◆ **INSTRUCTIONS FOR THE TASK**
Reproduce every line of the records below without any change.

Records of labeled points
^^^^

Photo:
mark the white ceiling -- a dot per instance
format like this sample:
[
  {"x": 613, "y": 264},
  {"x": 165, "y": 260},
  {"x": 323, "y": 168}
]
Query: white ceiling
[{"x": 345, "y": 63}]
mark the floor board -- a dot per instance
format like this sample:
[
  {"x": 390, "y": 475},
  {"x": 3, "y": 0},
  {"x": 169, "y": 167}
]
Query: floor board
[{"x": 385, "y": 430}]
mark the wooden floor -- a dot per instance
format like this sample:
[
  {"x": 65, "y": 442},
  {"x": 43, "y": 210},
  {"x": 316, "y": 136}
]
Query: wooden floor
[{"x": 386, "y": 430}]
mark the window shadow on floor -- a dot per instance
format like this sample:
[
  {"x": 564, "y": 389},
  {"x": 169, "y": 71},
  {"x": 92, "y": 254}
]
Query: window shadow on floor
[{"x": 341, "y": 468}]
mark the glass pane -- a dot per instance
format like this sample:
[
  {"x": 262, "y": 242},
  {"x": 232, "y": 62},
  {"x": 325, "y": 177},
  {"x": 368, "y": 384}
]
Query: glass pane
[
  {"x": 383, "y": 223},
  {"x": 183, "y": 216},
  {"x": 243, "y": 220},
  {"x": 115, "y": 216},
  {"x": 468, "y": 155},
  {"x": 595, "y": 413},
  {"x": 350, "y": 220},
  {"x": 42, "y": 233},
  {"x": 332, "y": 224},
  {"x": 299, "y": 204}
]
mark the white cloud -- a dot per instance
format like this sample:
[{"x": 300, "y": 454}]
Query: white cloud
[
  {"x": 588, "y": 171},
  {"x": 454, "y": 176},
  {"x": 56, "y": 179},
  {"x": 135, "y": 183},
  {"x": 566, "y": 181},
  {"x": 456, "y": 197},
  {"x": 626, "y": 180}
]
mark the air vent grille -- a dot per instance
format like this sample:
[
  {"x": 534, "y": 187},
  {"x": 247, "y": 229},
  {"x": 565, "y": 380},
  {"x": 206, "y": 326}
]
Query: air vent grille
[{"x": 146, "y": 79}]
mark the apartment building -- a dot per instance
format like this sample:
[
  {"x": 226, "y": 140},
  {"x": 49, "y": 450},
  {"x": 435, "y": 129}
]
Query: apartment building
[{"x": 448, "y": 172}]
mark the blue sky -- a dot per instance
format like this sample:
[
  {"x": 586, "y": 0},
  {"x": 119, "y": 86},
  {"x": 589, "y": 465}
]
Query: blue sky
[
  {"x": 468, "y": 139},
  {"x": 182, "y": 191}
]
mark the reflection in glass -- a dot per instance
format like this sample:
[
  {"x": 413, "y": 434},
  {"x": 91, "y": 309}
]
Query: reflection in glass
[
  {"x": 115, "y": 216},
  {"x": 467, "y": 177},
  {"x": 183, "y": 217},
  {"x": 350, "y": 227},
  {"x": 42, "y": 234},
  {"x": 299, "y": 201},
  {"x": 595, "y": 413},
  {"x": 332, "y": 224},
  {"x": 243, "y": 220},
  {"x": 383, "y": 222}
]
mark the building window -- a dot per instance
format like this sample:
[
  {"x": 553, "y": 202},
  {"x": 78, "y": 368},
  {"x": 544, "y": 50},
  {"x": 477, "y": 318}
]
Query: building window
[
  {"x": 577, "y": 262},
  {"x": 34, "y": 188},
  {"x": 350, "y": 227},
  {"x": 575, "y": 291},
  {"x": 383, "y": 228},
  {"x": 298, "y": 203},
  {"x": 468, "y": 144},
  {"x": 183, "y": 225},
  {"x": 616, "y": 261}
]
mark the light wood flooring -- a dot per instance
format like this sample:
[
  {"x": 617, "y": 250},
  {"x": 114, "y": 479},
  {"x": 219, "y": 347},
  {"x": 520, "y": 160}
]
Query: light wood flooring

^^^^

◆ **THE SOLUTION**
Photo:
mark the white ceiling -- a dot per instance
format like this sample:
[
  {"x": 613, "y": 264},
  {"x": 165, "y": 260},
  {"x": 323, "y": 168}
]
Query: white ceiling
[{"x": 345, "y": 63}]
mark the floor board -- a dot per instance
format like this sample:
[
  {"x": 390, "y": 475},
  {"x": 3, "y": 0},
  {"x": 169, "y": 167}
]
Query: floor board
[{"x": 385, "y": 430}]
mark the wooden floor -- a dot per instance
format like this sample:
[
  {"x": 65, "y": 442},
  {"x": 43, "y": 210},
  {"x": 316, "y": 136}
]
Query: wooden floor
[{"x": 386, "y": 430}]
mark the window shadow on floor -- a dot per instance
format like this sample:
[
  {"x": 564, "y": 389},
  {"x": 169, "y": 71},
  {"x": 92, "y": 254}
]
Query: window shadow on floor
[{"x": 341, "y": 468}]
mark the glass pane -- a dot per instance
format like this sample:
[
  {"x": 262, "y": 242},
  {"x": 232, "y": 62},
  {"x": 325, "y": 177},
  {"x": 368, "y": 384}
]
Query: glass pane
[
  {"x": 383, "y": 223},
  {"x": 183, "y": 216},
  {"x": 243, "y": 220},
  {"x": 115, "y": 216},
  {"x": 468, "y": 155},
  {"x": 595, "y": 413},
  {"x": 350, "y": 220},
  {"x": 42, "y": 233},
  {"x": 332, "y": 224},
  {"x": 299, "y": 204}
]
mark the white cloud -- a dot per instance
format like this sample:
[{"x": 300, "y": 454}]
Query: white cloud
[
  {"x": 588, "y": 171},
  {"x": 454, "y": 176},
  {"x": 56, "y": 179},
  {"x": 135, "y": 183},
  {"x": 566, "y": 181},
  {"x": 456, "y": 197},
  {"x": 626, "y": 180}
]
mark the air vent grille -- a dot per instance
format like this sample:
[
  {"x": 534, "y": 187},
  {"x": 247, "y": 229},
  {"x": 565, "y": 380},
  {"x": 206, "y": 326}
]
Query: air vent grille
[{"x": 146, "y": 79}]
mark the apartment building -- a dot per instance
format like this sample:
[
  {"x": 226, "y": 140},
  {"x": 49, "y": 450},
  {"x": 435, "y": 129}
]
Query: apartment building
[{"x": 448, "y": 172}]
mark the blue sky -- a dot per instance
format like this sample:
[
  {"x": 586, "y": 0},
  {"x": 119, "y": 86},
  {"x": 589, "y": 465}
]
Query: blue sky
[
  {"x": 468, "y": 139},
  {"x": 182, "y": 191}
]
mark the reflection in glass -- a dot per instance
format like this sample:
[
  {"x": 413, "y": 434},
  {"x": 91, "y": 309}
]
Query: reflection in glass
[
  {"x": 115, "y": 216},
  {"x": 467, "y": 177},
  {"x": 183, "y": 217},
  {"x": 350, "y": 227},
  {"x": 42, "y": 234},
  {"x": 299, "y": 201},
  {"x": 595, "y": 413},
  {"x": 332, "y": 224},
  {"x": 243, "y": 220},
  {"x": 383, "y": 222}
]
mark the building window -- a dot per instance
format like this sample:
[
  {"x": 553, "y": 202},
  {"x": 78, "y": 368},
  {"x": 544, "y": 50},
  {"x": 477, "y": 318}
]
Query: building window
[
  {"x": 577, "y": 262},
  {"x": 34, "y": 188},
  {"x": 350, "y": 227},
  {"x": 575, "y": 291},
  {"x": 383, "y": 228},
  {"x": 298, "y": 203},
  {"x": 468, "y": 144},
  {"x": 183, "y": 225},
  {"x": 616, "y": 261}
]
mark the light wood flooring -- a dot per instance
format like this sample:
[
  {"x": 617, "y": 250},
  {"x": 114, "y": 479},
  {"x": 219, "y": 347},
  {"x": 520, "y": 160}
]
Query: light wood flooring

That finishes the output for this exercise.